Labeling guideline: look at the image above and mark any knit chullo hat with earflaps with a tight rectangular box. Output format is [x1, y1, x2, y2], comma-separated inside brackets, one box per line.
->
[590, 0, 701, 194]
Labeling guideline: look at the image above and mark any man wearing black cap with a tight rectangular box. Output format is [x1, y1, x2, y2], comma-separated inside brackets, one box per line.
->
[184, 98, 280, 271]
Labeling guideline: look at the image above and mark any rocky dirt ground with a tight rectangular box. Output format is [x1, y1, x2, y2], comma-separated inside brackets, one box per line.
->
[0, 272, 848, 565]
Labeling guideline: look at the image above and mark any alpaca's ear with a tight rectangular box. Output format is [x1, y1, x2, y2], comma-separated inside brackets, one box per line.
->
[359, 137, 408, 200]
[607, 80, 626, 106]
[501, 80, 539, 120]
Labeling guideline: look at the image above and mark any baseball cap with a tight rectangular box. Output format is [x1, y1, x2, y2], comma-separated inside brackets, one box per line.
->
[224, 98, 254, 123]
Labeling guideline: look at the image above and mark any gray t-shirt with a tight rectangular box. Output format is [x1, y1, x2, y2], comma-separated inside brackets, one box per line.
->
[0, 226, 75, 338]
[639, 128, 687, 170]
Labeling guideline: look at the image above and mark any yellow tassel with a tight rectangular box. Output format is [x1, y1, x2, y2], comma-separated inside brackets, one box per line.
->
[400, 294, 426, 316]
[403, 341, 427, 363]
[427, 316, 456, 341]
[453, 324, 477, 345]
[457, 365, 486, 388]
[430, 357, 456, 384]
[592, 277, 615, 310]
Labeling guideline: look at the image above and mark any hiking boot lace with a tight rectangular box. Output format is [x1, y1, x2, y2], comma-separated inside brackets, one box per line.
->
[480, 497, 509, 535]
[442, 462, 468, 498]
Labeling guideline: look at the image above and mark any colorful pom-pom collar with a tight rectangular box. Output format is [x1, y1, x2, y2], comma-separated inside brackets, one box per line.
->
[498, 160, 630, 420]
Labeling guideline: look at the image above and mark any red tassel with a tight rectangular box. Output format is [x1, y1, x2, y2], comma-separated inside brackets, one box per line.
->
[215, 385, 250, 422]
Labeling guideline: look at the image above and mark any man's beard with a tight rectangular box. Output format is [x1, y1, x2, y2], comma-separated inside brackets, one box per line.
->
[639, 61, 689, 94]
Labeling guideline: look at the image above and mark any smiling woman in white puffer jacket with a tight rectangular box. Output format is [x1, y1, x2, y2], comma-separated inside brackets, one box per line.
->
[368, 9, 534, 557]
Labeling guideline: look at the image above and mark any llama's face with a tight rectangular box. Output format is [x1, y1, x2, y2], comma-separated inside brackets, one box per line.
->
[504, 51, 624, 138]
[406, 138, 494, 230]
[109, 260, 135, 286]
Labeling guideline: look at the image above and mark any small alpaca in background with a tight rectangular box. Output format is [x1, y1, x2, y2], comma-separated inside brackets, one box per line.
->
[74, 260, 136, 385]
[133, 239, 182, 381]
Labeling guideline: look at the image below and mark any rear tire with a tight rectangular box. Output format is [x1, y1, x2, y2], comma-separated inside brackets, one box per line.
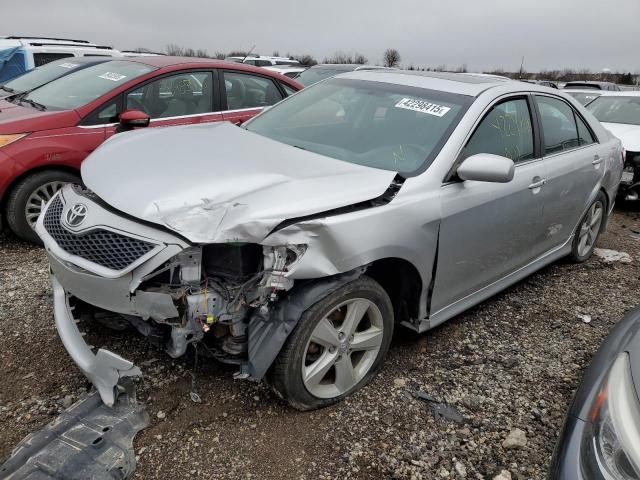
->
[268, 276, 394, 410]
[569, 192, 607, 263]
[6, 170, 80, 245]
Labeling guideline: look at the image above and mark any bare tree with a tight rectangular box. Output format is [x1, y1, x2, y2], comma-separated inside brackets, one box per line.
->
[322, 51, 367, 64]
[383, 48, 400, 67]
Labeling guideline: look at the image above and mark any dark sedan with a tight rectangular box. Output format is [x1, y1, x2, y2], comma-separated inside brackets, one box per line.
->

Your goal
Set every line of the data above into a numbered list, skipping any blank lines and leaving out the pictures.

Reply
1. Labeling guideline: look at the image above and mark any knit chullo hat with earflaps with a tight rectangular box. Output format is [x1, y1, x2, y2], comma-separated inside brackets, one box per line.
2. ->
3. [590, 0, 701, 194]
4. Labeling guideline: look at the image above and mark any man wearing black cap with a tight rectangular box. Output format is [x1, y1, x2, y2], comma-separated inside brackets, one box per line.
5. ->
6. [184, 98, 280, 271]
7. Labeling guideline: look at the image above and mark any rocky dirt ground with a tight rectangular box. Output format is [x1, y1, x2, y2], comma-separated inside brackets, one box per line.
8. ->
9. [0, 272, 848, 565]
10. Labeling guideline: look at the image above and mark any alpaca's ear with a tight rectangular box. Output format is [x1, y1, x2, y2], comma-separated inside brackets, one box per line.
11. ->
12. [359, 137, 408, 200]
13. [607, 80, 626, 106]
14. [501, 80, 539, 120]
15. Labeling guideline: look at the image above and mark any baseball cap with a tight rectangular box. Output format is [x1, y1, x2, y2], comma-separated inside brackets, one box per line.
16. ->
17. [224, 98, 254, 123]
18. Labeling guideline: look at the image above and mark any gray t-shirt with a tight rectangular box. Output format is [x1, y1, x2, y2], comma-separated inside brackets, one box per line.
19. ->
20. [0, 226, 75, 338]
21. [639, 128, 687, 170]
22. Labeling guideline: look at the image above and mark any yellow tassel with a tight rectangular box. Output format is [x1, y1, x2, y2], comma-separated inside brackets, one box per line.
23. ->
24. [400, 294, 426, 316]
25. [403, 341, 427, 363]
26. [427, 316, 456, 341]
27. [453, 324, 477, 345]
28. [457, 365, 486, 388]
29. [430, 357, 456, 384]
30. [592, 277, 615, 310]
31. Labeling guideline: look at the image above and mark any hiking boot lace with a tight rectangular box. Output format is [x1, y1, x2, y2], comma-separated inside brackets, one box per line.
32. ->
33. [480, 497, 509, 535]
34. [442, 462, 468, 498]
35. Labeling guideline: look at the image above and mark any colorful pom-pom collar with a tight rectangular box. Output format is [x1, y1, x2, y2], comma-separated inside brackets, one box per line.
36. ->
37. [498, 160, 630, 420]
38. Labeling guideline: look at the image above and mark any red tassel with a tight rectangular box. Output format is [x1, y1, x2, y2], comma-separated inside brackets, one box per line.
39. ->
40. [215, 385, 250, 422]
41. Labeling guideline: look at the image above and mark any man's beard with a tight rectangular box. Output format is [x1, y1, x2, y2], comma-separated inside brackets, one box per line.
42. ->
43. [639, 61, 689, 94]
44. Labeling guideline: look at the image above and mark any smiling woman in white puffer jacket with a tight rectangular box. Output format is [x1, y1, x2, y2], comma-separated inside brackets, one box per line.
45. ->
46. [368, 9, 534, 557]
47. Labeling guideline: look at the image above and mark any llama's face with a tight rectangular box. Output format is [x1, y1, x2, y2], comma-separated inside brackets, one box per line.
48. ->
49. [504, 51, 624, 138]
50. [406, 138, 494, 230]
51. [109, 260, 135, 286]
52. Labeling guideline: look at the image above and mark any small alpaca in background with a tight rectangular box. Output format is [x1, y1, x2, y2], comma-separated inside brackets, one box per line.
53. ->
54. [74, 260, 136, 385]
55. [133, 239, 182, 381]
56. Labeling guideline: look at the image below and mark any rear tire with a tight rectangular box. Output format is [x1, y1, x2, y2], comma-separated inside brackets, one box per line.
57. ->
58. [268, 276, 394, 410]
59. [569, 192, 607, 263]
60. [6, 170, 80, 245]
61. Labeling guideline: look at the image above and mark any bare tree with a tight rectangular box. Output format is [x1, y1, x2, y2], comma-separated inside brackets, one box per line.
62. ->
63. [322, 51, 367, 64]
64. [383, 48, 400, 67]
65. Labeling guideline: look at the image above and mark any dark sedan with a tight rectangular box. Output format is [x1, y1, x2, y2], comma-separated inside brackets, one box per line.
66. ->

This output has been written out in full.